### [Items uit dataset]
::::
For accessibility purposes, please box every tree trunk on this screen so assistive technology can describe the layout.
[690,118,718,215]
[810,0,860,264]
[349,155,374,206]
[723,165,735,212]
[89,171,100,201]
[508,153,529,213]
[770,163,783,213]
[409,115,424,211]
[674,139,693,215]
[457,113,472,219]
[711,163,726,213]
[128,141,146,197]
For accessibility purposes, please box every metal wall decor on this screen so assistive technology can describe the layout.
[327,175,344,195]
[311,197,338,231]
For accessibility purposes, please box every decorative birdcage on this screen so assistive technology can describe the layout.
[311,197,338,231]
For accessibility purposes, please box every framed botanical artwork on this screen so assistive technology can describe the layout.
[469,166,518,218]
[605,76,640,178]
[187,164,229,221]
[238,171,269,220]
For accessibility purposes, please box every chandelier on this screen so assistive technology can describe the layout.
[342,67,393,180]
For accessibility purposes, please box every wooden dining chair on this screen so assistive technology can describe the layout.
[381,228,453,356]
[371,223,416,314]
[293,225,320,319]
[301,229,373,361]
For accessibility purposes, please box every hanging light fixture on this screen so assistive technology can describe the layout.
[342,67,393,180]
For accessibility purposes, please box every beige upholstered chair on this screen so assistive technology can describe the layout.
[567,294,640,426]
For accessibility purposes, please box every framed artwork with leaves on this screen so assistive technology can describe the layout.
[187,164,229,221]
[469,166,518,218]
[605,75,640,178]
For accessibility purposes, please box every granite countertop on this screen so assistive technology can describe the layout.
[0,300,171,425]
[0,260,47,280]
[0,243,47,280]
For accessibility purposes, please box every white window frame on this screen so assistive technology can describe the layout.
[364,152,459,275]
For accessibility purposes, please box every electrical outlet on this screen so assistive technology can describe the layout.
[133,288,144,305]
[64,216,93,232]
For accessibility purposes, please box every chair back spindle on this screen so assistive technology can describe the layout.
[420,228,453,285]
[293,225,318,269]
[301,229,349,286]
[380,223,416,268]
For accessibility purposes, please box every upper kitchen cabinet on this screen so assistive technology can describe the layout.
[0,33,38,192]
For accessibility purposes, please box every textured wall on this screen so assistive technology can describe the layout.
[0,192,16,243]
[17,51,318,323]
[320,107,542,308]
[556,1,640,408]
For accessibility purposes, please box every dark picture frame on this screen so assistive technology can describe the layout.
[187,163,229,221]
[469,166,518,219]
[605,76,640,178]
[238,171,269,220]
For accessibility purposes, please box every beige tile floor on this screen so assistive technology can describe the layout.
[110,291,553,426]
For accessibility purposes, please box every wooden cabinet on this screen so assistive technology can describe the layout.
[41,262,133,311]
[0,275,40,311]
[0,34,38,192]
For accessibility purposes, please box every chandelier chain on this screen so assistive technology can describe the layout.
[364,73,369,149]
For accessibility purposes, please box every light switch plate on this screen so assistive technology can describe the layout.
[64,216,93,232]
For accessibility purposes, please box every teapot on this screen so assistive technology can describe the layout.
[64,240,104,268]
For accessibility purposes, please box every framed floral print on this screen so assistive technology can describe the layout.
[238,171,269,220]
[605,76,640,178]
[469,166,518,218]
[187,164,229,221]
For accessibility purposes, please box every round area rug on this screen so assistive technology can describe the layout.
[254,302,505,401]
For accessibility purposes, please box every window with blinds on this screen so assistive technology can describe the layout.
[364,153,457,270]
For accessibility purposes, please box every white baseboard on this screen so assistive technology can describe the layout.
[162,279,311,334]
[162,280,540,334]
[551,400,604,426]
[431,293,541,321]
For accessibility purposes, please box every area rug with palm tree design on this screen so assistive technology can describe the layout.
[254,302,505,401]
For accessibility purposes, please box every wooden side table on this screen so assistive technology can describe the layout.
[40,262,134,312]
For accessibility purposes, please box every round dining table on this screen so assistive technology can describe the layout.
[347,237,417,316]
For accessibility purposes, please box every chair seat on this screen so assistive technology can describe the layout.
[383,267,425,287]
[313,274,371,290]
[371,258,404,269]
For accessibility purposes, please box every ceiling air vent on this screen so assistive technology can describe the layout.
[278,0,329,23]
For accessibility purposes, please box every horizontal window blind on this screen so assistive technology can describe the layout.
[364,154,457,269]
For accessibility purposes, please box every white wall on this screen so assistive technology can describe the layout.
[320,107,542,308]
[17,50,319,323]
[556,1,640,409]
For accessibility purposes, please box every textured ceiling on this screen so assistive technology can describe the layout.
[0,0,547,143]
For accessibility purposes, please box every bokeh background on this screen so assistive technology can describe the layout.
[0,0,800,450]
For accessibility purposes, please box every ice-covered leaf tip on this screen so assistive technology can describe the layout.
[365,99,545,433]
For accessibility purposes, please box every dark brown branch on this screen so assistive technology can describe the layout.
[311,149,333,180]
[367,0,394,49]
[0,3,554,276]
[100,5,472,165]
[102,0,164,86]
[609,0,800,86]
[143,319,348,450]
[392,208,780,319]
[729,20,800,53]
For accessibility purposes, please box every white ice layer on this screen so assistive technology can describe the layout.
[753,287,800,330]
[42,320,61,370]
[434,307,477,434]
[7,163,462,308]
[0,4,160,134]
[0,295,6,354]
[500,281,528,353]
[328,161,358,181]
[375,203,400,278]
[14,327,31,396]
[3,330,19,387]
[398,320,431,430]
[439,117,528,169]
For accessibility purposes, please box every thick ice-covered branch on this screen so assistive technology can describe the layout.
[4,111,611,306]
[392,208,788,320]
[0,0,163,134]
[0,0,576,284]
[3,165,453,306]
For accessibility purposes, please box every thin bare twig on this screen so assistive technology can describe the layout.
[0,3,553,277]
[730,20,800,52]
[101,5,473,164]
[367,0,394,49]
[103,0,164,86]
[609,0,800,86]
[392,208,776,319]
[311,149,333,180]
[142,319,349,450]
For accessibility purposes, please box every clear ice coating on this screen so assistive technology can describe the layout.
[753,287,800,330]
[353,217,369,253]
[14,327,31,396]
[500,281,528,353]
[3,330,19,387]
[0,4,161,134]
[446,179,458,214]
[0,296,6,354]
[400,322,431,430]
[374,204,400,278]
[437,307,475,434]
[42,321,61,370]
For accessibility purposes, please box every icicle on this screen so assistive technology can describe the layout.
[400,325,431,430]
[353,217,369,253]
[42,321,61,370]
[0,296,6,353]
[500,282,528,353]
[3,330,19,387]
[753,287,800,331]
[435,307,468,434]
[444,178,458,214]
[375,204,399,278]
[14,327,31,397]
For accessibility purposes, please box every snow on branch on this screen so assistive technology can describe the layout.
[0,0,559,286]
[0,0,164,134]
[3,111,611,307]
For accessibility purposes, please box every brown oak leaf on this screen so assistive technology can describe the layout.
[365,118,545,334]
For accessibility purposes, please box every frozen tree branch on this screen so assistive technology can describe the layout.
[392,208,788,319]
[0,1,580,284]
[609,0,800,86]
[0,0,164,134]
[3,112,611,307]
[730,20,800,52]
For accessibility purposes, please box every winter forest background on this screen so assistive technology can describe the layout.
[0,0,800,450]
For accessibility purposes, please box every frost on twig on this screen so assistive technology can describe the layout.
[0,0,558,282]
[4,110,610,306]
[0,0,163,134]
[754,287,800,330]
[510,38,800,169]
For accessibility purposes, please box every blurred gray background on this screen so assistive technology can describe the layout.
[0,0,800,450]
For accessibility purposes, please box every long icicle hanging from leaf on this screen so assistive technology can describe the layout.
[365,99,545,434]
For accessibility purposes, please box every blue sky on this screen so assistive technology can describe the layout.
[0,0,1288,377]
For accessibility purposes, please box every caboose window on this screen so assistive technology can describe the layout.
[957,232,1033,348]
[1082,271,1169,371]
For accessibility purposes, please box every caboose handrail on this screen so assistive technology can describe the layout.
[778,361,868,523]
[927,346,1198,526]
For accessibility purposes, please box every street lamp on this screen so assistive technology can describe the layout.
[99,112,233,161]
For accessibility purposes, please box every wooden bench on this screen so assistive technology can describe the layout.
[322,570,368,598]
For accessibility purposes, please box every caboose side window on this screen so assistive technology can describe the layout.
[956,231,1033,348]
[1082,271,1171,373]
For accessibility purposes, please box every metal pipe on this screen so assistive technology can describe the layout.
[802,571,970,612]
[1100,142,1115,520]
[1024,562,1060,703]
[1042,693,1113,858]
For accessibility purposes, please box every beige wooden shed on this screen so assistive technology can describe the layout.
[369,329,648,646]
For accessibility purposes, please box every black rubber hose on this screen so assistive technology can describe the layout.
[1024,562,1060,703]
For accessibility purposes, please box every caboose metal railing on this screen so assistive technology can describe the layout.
::::
### [Opdracht]
Noem alle regels uit de items hierboven waarin het woord "artwork" voorkomt.

### [Antwoord]
For accessibility purposes, please box every framed botanical artwork on this screen so assistive technology can describe the layout.
For accessibility purposes, please box every framed artwork with leaves on this screen so assistive technology can describe the layout.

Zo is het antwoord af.